### Supplied material
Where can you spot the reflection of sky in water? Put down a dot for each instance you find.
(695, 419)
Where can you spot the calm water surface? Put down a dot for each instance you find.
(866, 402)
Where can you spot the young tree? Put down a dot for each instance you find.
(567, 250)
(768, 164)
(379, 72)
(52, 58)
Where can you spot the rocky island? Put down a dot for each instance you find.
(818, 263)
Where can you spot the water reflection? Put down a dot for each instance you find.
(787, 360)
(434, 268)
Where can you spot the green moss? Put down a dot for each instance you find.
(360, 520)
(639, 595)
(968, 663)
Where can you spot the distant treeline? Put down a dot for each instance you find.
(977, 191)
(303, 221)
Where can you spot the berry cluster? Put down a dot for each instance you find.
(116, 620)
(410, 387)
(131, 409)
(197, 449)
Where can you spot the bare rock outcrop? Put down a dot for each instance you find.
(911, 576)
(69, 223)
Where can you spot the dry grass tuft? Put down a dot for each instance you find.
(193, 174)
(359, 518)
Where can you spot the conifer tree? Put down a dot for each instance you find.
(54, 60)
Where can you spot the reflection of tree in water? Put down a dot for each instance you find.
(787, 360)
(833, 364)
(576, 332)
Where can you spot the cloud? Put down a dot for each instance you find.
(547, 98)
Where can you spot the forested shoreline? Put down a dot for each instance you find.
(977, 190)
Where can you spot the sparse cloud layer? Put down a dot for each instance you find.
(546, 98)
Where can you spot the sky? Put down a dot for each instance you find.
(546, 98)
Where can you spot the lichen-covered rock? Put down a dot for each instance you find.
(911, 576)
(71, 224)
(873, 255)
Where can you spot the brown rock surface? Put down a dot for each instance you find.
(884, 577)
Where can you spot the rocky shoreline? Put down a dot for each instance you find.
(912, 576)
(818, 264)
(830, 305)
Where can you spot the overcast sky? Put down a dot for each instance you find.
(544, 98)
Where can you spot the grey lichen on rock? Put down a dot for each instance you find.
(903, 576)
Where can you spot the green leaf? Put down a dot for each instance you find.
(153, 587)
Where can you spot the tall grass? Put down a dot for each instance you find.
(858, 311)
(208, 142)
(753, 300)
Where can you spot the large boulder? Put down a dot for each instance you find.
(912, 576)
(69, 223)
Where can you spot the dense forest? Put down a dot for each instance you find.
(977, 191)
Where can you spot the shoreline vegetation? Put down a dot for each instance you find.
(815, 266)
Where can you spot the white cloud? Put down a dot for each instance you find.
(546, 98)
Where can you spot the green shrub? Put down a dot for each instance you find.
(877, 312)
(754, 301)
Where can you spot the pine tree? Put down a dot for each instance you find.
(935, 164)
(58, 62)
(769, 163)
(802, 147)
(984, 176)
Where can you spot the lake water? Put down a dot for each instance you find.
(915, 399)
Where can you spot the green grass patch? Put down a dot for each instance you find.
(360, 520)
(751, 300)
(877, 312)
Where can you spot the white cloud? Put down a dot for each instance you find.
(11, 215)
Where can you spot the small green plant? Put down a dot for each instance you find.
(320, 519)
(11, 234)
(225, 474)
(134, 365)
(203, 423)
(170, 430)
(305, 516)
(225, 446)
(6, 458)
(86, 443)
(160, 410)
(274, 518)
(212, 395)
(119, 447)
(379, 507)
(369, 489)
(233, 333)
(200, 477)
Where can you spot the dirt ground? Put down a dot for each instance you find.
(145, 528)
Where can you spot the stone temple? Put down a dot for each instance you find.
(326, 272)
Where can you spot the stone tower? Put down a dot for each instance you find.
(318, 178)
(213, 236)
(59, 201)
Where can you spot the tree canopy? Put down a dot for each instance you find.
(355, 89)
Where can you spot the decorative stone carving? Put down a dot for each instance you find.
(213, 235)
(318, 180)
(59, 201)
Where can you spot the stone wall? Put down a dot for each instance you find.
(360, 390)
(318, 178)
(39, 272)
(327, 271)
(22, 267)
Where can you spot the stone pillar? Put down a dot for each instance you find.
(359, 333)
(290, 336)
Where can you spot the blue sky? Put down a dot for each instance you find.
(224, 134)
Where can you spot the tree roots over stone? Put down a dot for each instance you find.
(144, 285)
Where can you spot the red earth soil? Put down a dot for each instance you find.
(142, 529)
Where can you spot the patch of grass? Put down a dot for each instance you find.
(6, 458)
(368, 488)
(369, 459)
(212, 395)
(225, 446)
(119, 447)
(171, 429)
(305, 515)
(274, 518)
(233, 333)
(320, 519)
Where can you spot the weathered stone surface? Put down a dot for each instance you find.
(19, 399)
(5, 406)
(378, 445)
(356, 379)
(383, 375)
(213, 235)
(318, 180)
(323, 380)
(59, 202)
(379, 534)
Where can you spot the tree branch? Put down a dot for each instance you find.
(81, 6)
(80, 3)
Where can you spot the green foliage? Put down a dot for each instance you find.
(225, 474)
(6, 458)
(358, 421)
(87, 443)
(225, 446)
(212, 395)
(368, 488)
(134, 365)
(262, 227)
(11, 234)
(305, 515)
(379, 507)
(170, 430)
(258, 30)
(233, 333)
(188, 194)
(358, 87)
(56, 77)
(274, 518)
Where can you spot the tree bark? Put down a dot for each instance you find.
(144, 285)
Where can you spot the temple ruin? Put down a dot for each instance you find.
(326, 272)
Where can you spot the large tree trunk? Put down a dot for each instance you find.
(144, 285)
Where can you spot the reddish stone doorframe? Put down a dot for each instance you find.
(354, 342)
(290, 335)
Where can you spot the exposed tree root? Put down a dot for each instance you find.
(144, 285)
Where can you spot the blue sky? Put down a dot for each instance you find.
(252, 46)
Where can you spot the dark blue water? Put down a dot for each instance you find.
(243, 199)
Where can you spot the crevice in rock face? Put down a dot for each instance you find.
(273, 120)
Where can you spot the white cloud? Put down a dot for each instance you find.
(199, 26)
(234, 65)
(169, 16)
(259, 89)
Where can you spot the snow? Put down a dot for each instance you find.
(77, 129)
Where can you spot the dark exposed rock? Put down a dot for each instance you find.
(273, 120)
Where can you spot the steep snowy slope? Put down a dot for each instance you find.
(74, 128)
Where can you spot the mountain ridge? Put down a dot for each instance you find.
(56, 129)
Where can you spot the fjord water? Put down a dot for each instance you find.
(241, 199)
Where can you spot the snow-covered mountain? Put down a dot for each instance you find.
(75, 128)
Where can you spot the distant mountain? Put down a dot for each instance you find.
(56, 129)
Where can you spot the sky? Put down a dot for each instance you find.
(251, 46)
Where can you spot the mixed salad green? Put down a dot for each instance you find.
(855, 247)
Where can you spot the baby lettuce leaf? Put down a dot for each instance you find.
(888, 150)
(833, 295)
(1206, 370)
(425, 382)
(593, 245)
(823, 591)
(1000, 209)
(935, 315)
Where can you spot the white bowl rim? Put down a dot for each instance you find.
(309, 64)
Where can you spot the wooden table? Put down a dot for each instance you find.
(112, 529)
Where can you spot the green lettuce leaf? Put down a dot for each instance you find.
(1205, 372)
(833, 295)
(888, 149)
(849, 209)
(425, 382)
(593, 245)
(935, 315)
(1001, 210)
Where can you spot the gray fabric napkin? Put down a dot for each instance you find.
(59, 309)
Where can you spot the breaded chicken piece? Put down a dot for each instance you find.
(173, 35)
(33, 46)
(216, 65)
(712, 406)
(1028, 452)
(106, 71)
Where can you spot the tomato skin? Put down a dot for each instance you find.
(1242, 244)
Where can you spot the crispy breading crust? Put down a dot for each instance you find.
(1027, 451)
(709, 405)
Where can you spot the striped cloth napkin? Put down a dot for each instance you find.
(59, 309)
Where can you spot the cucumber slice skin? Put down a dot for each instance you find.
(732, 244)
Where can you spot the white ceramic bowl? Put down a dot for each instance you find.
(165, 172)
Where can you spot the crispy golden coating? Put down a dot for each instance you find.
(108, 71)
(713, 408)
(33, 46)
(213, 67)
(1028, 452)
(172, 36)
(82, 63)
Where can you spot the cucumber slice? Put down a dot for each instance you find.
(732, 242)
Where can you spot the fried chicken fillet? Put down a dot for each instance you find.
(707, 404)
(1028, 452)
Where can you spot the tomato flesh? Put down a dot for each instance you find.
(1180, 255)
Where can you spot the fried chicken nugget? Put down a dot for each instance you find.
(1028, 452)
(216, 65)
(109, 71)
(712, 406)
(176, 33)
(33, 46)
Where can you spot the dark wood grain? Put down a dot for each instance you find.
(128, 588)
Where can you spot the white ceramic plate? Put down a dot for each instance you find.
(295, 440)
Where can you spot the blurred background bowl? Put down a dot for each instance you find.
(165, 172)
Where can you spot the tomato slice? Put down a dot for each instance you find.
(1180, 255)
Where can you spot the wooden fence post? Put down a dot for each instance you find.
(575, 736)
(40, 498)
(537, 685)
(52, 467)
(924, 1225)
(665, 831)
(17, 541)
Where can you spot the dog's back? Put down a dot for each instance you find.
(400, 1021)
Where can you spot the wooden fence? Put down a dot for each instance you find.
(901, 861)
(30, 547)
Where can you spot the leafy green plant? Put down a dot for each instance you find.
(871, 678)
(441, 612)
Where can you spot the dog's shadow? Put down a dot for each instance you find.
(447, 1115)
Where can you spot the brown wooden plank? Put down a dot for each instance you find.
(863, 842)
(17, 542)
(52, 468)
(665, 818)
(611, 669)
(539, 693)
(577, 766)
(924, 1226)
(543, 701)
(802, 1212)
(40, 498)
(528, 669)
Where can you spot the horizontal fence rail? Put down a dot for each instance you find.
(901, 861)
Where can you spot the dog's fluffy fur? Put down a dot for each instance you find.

### What needs to be done
Starting at the line that contains "Where can you spot the horizontal", output each remaining line of the listing, the last line included, exactly as it appears.

### Your response
Where can you spot the horizontal fence rail? Put down a dot for each instance you find.
(901, 861)
Where can you spot the dog's fluffy fur? Put down a dot for each instance you find.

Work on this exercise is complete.